▶ _TASK SET_
1 - Answer these questions using the text on Clathrodrillia callianira.
(a) To which family does the species belong?
(b) What height does the shell attain?
(c) How far does the species' range extend?
2 - Reproduce the text on Clathrodrillia callianira word for word, from "Species of gastropod" up to and including "diameter 5.5 mm.".
3 - Decide whether each statement agrees with the text on Clathrodrillia callianira. Answer yes or no, and quote the words that decide it.
(a) The diameter of the shell reaches 5.5 mm.
(b) A marked varix lies behind the outer lip.
(c) The siphonal canal is long and straight.

▶ _EXCERPT TO READ_
Species of gastropod

Clathrodrillia callianira is a species of sea snail, a marine gastropod mollusc in the family Drilliidae.

==Description==
The height of the shell attains 16 mm, its diameter 5.5 mm.

(Original description) The slender, acute shell is pale brownish. The protoconch is smooth regularly increasing containing 2½ whorls. The teleoconch contains 8½ subsequent whorls. The suture is closely appressed with a cord-like edge behind the strongly constricted, arcuately striated anal fasciole. The spiral sculpture consists of (on the penultimate whorl about seven) flattish, close-set cords. In some specimens these alternate in size, in others they are nearly equal. On the body whorl there are about 25, some irregularly larger than the others, and a few smaller threads on the siphonal canal . The axial sculpture consists of (on the body whorl 10 to 14) rounded ribs with subequal interspaces, more conspicuous and less numerous as we ascend the spire, over which the spiral sculpture passes without nodulation. The aperture is short, subovate. The anal sulcus is short rounded, with a subsutural callus. The outer lip is arcuate, thin, smooth inside, without any marked varix behind it. The inner lip and columella show a smooth callus. The siphonal canal is short and slightly recurved.

==Distribution==
This species occurs in the Pacific Ocean off the Baja California Peninsula and the Gulf of California to Acapulco, Mexico.

▶ _DATASET EXCERPTS_

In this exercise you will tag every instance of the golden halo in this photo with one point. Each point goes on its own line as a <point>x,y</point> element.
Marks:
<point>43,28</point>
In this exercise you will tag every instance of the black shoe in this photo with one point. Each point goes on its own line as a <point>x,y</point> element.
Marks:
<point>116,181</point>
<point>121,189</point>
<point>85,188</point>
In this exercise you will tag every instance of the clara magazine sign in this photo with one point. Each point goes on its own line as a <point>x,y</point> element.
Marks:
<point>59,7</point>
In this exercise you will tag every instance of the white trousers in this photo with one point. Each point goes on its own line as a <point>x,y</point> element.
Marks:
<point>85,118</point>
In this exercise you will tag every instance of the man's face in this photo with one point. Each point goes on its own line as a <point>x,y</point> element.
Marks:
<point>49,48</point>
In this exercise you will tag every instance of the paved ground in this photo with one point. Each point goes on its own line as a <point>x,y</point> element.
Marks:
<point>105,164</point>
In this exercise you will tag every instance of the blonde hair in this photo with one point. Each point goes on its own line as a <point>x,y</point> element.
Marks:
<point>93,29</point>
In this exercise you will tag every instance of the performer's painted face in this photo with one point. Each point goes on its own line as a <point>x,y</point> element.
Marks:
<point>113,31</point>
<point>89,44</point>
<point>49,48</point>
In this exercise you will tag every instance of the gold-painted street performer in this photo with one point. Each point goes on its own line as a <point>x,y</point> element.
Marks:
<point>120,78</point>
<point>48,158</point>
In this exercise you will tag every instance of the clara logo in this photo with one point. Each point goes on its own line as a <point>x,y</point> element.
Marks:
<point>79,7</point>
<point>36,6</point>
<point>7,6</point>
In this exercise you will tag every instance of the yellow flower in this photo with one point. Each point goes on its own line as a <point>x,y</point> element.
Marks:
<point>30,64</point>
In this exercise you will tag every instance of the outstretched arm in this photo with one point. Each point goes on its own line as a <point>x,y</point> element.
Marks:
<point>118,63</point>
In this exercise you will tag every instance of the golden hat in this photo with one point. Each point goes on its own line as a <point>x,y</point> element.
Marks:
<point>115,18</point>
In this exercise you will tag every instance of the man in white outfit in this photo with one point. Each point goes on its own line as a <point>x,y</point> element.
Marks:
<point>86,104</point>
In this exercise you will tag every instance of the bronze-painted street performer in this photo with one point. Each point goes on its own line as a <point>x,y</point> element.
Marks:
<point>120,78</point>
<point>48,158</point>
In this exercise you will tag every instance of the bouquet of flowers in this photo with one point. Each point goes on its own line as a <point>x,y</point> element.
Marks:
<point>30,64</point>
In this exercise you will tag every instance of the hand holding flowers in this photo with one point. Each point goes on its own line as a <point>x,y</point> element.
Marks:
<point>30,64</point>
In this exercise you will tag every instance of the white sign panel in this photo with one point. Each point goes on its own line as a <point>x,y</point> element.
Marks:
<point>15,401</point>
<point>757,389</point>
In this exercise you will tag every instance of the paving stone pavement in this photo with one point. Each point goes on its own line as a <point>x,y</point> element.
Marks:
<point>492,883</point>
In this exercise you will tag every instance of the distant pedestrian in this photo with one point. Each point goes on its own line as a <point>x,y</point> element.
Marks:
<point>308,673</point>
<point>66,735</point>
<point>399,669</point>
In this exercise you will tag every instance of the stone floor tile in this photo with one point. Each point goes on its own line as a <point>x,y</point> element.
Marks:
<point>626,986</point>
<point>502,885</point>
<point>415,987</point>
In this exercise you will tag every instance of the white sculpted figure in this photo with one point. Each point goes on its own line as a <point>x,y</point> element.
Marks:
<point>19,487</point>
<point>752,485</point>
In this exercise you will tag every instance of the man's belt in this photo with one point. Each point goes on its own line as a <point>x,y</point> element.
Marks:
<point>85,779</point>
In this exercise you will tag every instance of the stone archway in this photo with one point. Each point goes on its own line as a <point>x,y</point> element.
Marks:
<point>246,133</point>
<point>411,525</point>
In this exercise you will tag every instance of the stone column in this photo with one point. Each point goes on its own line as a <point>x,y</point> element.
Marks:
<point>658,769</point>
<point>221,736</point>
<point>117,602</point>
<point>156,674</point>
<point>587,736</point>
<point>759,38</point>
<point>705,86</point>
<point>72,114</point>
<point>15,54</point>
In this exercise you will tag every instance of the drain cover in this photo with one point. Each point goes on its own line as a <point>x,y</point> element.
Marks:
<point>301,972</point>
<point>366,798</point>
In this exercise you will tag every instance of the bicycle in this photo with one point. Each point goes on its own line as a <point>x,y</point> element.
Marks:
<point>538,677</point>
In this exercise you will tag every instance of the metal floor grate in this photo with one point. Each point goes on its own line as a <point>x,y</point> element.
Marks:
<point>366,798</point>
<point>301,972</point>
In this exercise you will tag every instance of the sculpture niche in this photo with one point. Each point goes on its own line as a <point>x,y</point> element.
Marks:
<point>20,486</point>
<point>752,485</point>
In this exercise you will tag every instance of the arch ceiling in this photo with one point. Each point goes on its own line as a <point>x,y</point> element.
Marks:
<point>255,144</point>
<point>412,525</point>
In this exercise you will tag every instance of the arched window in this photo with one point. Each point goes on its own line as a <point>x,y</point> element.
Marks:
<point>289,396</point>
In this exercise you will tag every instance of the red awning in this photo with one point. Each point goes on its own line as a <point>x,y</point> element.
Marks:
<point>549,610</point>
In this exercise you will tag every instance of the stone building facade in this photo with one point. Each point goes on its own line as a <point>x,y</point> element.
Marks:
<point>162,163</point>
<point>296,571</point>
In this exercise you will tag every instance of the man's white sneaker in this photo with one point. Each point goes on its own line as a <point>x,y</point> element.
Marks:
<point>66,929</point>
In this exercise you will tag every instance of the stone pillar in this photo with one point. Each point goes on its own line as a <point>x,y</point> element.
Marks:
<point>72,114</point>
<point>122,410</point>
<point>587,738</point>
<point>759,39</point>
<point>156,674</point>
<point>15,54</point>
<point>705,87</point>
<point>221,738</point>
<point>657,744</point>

▶ _ANSWERS BELOW_
1 -
(a) Drilliidae
(b) 16 mm
(c) From the Baja California Peninsula and the Gulf of California to Acapulco, Mexico

2 -
Species of gastropod

Clathrodrillia callianira is a species of sea snail, a marine gastropod mollusc in the family Drilliidae.

==Description==
The height of the shell attains 16 mm, its diameter 5.5 mm.

3 -
(a) Yes: "its diameter 5.5 mm"
(b) No: "without any marked varix behind it"
(c) No: "The siphonal canal is short and slightly recurved."